Stated problem
Rewrite the listing below with every "integer pixel coordinates" changed to "whole-number pixel coordinates" and everything else left as it is. Omit the pictures from your answer.

Material
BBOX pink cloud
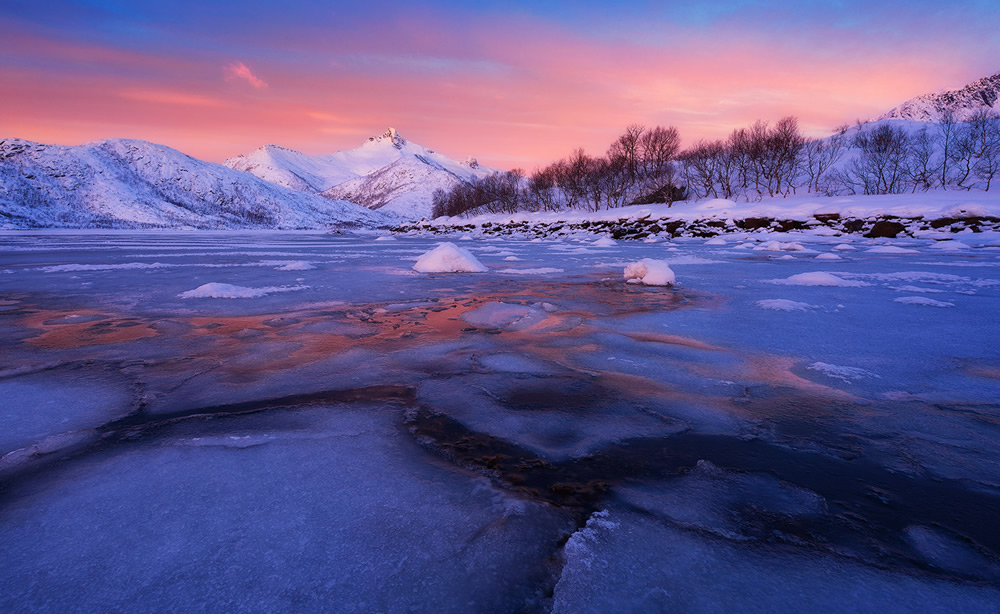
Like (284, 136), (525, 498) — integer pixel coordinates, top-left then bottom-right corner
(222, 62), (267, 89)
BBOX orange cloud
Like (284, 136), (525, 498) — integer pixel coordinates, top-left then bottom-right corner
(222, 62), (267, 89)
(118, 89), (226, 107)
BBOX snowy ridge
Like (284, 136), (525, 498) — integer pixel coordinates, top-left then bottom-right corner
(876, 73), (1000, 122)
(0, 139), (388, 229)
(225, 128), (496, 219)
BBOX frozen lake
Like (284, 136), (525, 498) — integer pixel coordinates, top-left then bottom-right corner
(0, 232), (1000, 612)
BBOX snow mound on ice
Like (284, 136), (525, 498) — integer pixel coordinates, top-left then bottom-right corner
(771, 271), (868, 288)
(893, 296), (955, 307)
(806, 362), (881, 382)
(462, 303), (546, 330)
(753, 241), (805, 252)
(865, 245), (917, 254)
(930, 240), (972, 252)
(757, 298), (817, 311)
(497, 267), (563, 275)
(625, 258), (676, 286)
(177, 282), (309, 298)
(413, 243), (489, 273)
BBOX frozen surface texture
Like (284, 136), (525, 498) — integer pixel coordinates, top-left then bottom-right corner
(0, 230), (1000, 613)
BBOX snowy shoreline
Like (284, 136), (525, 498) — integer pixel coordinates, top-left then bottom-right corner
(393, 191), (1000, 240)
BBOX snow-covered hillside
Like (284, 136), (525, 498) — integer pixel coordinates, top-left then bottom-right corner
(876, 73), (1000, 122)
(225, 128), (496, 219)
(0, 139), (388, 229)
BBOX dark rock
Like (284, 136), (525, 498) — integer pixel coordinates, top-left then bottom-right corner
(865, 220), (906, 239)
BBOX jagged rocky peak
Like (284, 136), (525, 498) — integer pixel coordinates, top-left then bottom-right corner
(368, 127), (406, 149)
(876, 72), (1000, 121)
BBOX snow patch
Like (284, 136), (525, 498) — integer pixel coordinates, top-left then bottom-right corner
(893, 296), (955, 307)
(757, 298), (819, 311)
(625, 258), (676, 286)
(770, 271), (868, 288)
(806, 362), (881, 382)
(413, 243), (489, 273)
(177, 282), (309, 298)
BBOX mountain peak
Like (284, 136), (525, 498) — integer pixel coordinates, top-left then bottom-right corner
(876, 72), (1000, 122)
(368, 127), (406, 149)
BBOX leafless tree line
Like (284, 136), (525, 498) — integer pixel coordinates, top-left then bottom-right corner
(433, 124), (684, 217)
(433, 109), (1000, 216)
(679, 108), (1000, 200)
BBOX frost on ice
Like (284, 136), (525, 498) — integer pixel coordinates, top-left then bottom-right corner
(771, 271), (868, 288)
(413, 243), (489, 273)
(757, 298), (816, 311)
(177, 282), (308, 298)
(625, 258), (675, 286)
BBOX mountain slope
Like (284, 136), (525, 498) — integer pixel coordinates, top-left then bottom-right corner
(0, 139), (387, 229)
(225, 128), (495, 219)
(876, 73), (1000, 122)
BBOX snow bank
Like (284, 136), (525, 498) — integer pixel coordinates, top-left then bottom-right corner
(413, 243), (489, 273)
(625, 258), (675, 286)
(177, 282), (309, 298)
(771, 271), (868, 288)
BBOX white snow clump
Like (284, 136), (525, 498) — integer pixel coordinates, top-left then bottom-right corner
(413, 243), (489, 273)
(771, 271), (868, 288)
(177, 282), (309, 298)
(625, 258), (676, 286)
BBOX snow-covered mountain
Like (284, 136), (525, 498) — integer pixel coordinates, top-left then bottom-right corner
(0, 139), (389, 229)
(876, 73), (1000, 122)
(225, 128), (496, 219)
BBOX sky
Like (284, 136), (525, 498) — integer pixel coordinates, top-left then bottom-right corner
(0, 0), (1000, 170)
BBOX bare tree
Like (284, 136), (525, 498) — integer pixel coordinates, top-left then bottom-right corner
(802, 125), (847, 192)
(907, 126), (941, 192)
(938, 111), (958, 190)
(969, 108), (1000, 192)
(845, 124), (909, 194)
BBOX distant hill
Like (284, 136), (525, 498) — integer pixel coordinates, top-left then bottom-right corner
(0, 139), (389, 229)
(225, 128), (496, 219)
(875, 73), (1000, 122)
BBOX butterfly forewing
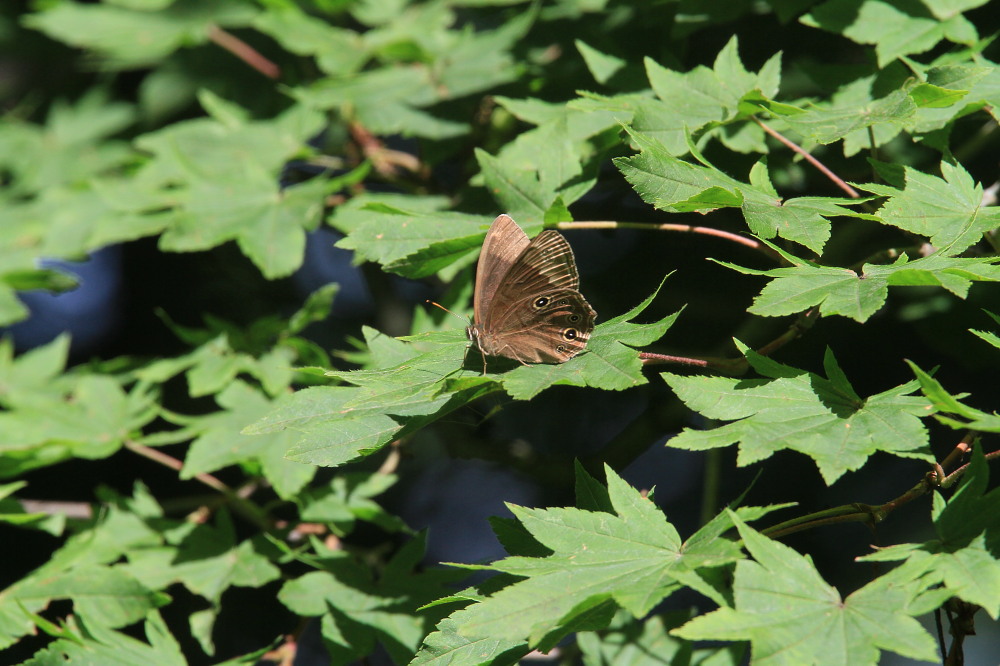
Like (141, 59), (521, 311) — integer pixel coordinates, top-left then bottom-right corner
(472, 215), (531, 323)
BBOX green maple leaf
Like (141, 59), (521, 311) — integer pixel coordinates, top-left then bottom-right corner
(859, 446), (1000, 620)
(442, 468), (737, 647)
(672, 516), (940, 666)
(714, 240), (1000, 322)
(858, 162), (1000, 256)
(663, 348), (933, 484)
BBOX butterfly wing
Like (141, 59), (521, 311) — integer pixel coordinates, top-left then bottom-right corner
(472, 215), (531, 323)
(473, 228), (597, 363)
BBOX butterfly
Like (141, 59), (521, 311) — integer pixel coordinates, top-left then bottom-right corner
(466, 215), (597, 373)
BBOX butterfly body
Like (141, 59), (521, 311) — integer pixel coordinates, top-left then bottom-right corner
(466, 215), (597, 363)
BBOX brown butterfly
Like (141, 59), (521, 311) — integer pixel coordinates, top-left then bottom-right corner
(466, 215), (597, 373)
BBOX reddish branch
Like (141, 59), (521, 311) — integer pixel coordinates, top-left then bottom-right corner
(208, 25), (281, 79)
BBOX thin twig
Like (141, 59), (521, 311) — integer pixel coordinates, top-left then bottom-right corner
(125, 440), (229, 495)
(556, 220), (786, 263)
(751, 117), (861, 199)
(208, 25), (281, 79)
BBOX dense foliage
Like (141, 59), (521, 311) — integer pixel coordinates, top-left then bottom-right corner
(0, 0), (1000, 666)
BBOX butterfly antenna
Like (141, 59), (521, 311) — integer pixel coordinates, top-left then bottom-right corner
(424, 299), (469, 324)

The answer
BBOX pink cloud
Like (284, 136), (525, 498) — whole-number pixel coordinates, top-left then bottom-right corner
(222, 62), (267, 89)
BBOX orange cloud
Like (284, 136), (525, 498) — whole-number pixel coordinates, top-left then bottom-right corner
(222, 62), (267, 89)
(118, 89), (226, 107)
BBOX snowy ridge
Like (284, 136), (525, 498) — whole-number pixel coordinates, top-left then bottom-right corner
(876, 73), (1000, 122)
(0, 139), (388, 229)
(225, 128), (496, 219)
BBOX frozen lake
Like (284, 136), (525, 498) — whole-number pixel coordinates, top-left then bottom-right corner
(0, 232), (1000, 612)
BBOX snow mound on ice
Like (284, 136), (525, 498) — whole-number pixel coordinates, top-left then bottom-right corner
(771, 271), (868, 288)
(893, 296), (955, 307)
(806, 362), (881, 382)
(462, 303), (546, 330)
(753, 241), (805, 252)
(865, 245), (917, 254)
(930, 240), (972, 252)
(757, 298), (817, 311)
(497, 267), (563, 275)
(625, 258), (676, 286)
(177, 282), (309, 298)
(413, 243), (489, 273)
BBOX frozen surface texture
Like (284, 136), (525, 498) — whole-number pixel coordinates, top-left then bottom-right corner
(0, 230), (1000, 613)
BBOX snowy shoreline
Like (284, 136), (525, 498) — whole-number pixel coordinates, top-left then bottom-right corner
(393, 191), (1000, 240)
BBOX snow-covered hillside
Like (284, 136), (525, 498) — whole-number pixel coordinates, top-left then bottom-right corner
(876, 73), (1000, 122)
(225, 128), (496, 219)
(0, 139), (388, 229)
BBOX dark rock
Like (284, 136), (525, 498) — whole-number pixel coordinates, top-left then bottom-right corner
(865, 220), (906, 239)
BBOX jagged rocky peak
Like (284, 136), (525, 498) — whole-number pixel coordinates, top-left then bottom-right corner
(368, 127), (406, 149)
(876, 72), (1000, 121)
BBOX snow patch
Like (284, 136), (525, 498) — whole-number pixel coordinates, top-left then bottom-right corner
(893, 296), (955, 307)
(757, 298), (819, 311)
(625, 258), (676, 286)
(770, 271), (868, 288)
(806, 362), (881, 382)
(413, 243), (489, 273)
(177, 282), (309, 298)
BBOX mountain peak
Like (284, 136), (525, 498) — whole-number pixel coordinates, top-left then bottom-right corner
(876, 72), (1000, 122)
(368, 127), (406, 149)
BBOX leafless tree line
Like (284, 136), (525, 498) — whole-number pixel coordinates, top-left then bottom-right corner
(433, 124), (684, 217)
(433, 109), (1000, 216)
(679, 108), (1000, 200)
BBOX frost on ice
Like (284, 136), (525, 498) — whole-number pixel coordinates, top-left then bottom-right corner
(771, 271), (868, 288)
(413, 243), (489, 273)
(757, 298), (816, 311)
(177, 282), (308, 298)
(625, 258), (675, 286)
BBOX mountain slope
Like (284, 136), (525, 498) — whole-number pixel coordinates, top-left then bottom-right corner
(0, 139), (387, 229)
(225, 128), (495, 219)
(876, 73), (1000, 122)
BBOX snow bank
Like (284, 136), (525, 498) — whole-number pixel coordinates, top-left then bottom-right corner
(413, 243), (489, 273)
(625, 258), (675, 286)
(177, 282), (309, 298)
(771, 271), (868, 288)
BBOX white snow clump
Like (284, 136), (525, 498) — whole-number pixel coordinates, top-left then bottom-right corner
(413, 243), (489, 273)
(771, 271), (868, 288)
(177, 282), (309, 298)
(625, 258), (676, 286)
BBOX snow-covered mountain
Like (284, 136), (525, 498) — whole-number pixel coordinates, top-left then bottom-right corner
(0, 139), (389, 229)
(876, 73), (1000, 122)
(225, 128), (496, 219)
BBOX sky
Like (284, 136), (525, 498) — whole-number pixel coordinates, top-left then bottom-right corner
(0, 0), (1000, 170)
BBOX bare tree
Like (284, 136), (525, 498) — whole-number pixel coordinates, top-left then bottom-right corner
(802, 125), (847, 192)
(907, 126), (941, 192)
(938, 111), (958, 190)
(969, 108), (1000, 192)
(845, 124), (909, 194)
BBOX distant hill
Like (284, 136), (525, 498) — whole-number pixel coordinates, top-left then bottom-right corner
(0, 139), (389, 229)
(225, 128), (496, 219)
(875, 73), (1000, 122)
BBOX butterfly forewing
Like (141, 59), (521, 311) — whole-number pixel coordinates, top-left then bottom-right corner
(472, 215), (531, 323)
BBOX green maple leaf
Like (141, 59), (521, 311) — whole-number pixel coordinates, top-left then bottom-right corner
(859, 446), (1000, 620)
(442, 468), (737, 647)
(672, 516), (940, 666)
(714, 240), (1000, 322)
(858, 162), (1000, 256)
(663, 348), (933, 484)
BBOX butterfly wing
Like (141, 59), (521, 311) — whole-number pixel coordinates, top-left then bottom-right corner
(472, 215), (531, 323)
(473, 228), (597, 363)
BBOX butterfly
Like (141, 59), (521, 311) — whole-number pixel coordinates, top-left then bottom-right corner
(466, 215), (597, 373)
BBOX butterfly body
Like (141, 59), (521, 311) — whole-number pixel coordinates, top-left then bottom-right corner
(466, 215), (597, 363)
BBOX brown butterfly
Like (141, 59), (521, 311) — whole-number pixel coordinates, top-left then bottom-right corner
(466, 215), (597, 373)
BBOX reddish branch
Like (141, 59), (521, 311) — whole-number pixel coordinates, top-left then bottom-right corner
(208, 25), (281, 79)
BBOX thin twig
Like (141, 59), (521, 311) — whole-number pixel coordinates, top-left then bottom-right corner
(125, 440), (229, 495)
(556, 220), (786, 263)
(751, 117), (861, 199)
(208, 25), (281, 79)
BBOX dense foliage
Like (141, 59), (521, 311) — whole-number pixel coordinates, top-left then bottom-right corner
(0, 0), (1000, 666)
BBOX butterfly antenna
Like (141, 59), (521, 311) — whole-number pixel coordinates, top-left then bottom-right corner
(424, 299), (469, 324)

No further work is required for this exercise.